**** Data in this exercise ****

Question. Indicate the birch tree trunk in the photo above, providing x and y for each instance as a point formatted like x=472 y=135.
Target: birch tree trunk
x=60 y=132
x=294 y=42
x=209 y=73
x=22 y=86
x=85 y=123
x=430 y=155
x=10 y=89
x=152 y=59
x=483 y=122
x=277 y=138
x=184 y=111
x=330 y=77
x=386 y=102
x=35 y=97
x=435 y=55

****

Reproduce the listing exactly, leaving nothing out.

Question. Indicate the birch tree trunk in the photo above, providing x and y for each instance as a point formatted like x=472 y=135.
Target: birch tree trunk
x=60 y=132
x=294 y=42
x=209 y=73
x=22 y=86
x=85 y=123
x=430 y=155
x=10 y=89
x=152 y=59
x=483 y=122
x=277 y=138
x=184 y=111
x=330 y=77
x=386 y=102
x=35 y=97
x=435 y=55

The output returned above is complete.